Serializability is the major criterion for the correctness of concurrent transactions' executions (i.e., transactions that have overlapping execution time intervals, and possibly access same shared resources), and a major goal for concurrency control. As such it is supported in all general purpose database systems. The rationale behind it is the following: If each transaction is correct by itself, then any serial execution of these transactions is correct. As a result, any execution that is equivalent (in its outcome) to a serial execution, is correct.

Schedules that are not serializable are likely to generate erroneous outcomes. Well known examples are with transactions that debit and credit accounts with money. If the related schedules are not serializable, then the total sum of money may not be preserved. Money could disappear, or be generated from nowhere. This is caused by one transaction writing, and "stepping on" and erasing what has been written by another transaction before it has become permanent in the database. This does not happen if serializability is maintained.

[edit] Correctness - Recoverability

In systems where transactions can abort (virtually all real systems), serializability by itself is not sufficient for correctness. Schedules also need to possess the Recoverability property. Recoverability means that committed transactions have not read data written by aborted transactions (whose effects do not exist in the resulting database states). While serializability can be compromised in many applications, compromising recoverability always violates the database's integrity.

[edit] Relaxing serializability

In many applications, unlike with finances, absolute correctness is not needed. For example, when retrieving a list of products according to specification, in most cases it does not matter much if a product, whose data was updated a short time ago, does not appear in the list, even if it meets the specification. It will typically appear in such a list when tried again a short time later. Commercial databases provide concurrency control with a whole range of (controlled) serializability violations (see isolation levels) in order to achieve higher performance, when the application can tolerate such violations. Higher performance means better transaction execution rate and shorter transaction response time (transaction duration).

◆ ◆ ◆ ◆ ◆

== Stated exercise ==
Could you write out everything from "[edit] Correctness - Recoverability" down to "the database's integrity." in the passage on serializability again, renaming "committed" as "completed"? Use only the passage on serializability, with no outside knowledge, when working with the items.

== Provided data ==
◆ ◆ ◆ ◆ ◆

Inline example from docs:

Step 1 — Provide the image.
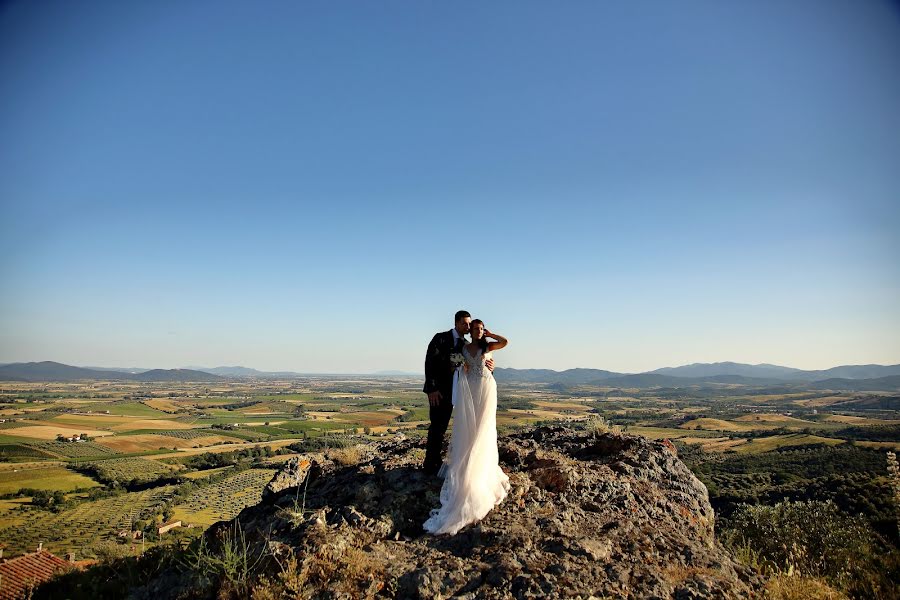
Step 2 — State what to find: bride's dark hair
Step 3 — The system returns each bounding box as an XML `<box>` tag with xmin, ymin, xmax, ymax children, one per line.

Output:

◆ ◆ ◆ ◆ ◆

== Written reply ==
[edit] Correctness - Recoverability

In systems where transactions can abort (virtually all real systems), serializability by itself is not sufficient for correctness. Schedules also need to possess the Recoverability property. Recoverability means that completed transactions have not read data written by aborted transactions (whose effects do not exist in the resulting database states). While serializability can be compromised in many applications, compromising recoverability always violates the database's integrity.